From the data below, copy out every line in which the word "water" occurs.

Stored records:
>>>

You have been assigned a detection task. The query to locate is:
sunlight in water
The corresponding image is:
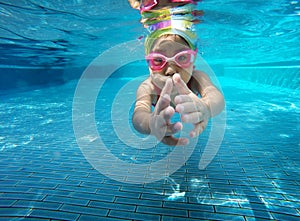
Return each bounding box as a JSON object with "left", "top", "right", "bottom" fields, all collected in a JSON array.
[{"left": 164, "top": 177, "right": 186, "bottom": 201}]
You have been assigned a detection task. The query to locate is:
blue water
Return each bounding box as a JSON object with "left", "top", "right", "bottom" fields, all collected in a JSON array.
[{"left": 1, "top": 0, "right": 300, "bottom": 220}]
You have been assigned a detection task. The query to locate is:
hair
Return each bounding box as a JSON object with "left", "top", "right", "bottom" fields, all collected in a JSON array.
[{"left": 150, "top": 34, "right": 190, "bottom": 51}]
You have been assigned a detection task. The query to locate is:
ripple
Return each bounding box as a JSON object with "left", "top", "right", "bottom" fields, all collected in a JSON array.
[{"left": 0, "top": 0, "right": 299, "bottom": 67}]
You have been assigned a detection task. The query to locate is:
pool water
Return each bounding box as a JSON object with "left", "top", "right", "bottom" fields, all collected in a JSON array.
[
  {"left": 0, "top": 0, "right": 300, "bottom": 220},
  {"left": 1, "top": 75, "right": 299, "bottom": 220}
]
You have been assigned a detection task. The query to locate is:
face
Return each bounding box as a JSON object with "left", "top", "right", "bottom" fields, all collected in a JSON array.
[{"left": 147, "top": 35, "right": 195, "bottom": 93}]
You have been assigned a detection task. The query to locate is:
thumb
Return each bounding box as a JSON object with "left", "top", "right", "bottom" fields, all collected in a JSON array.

<<<

### [Completed task]
sunlight in water
blue water
pool water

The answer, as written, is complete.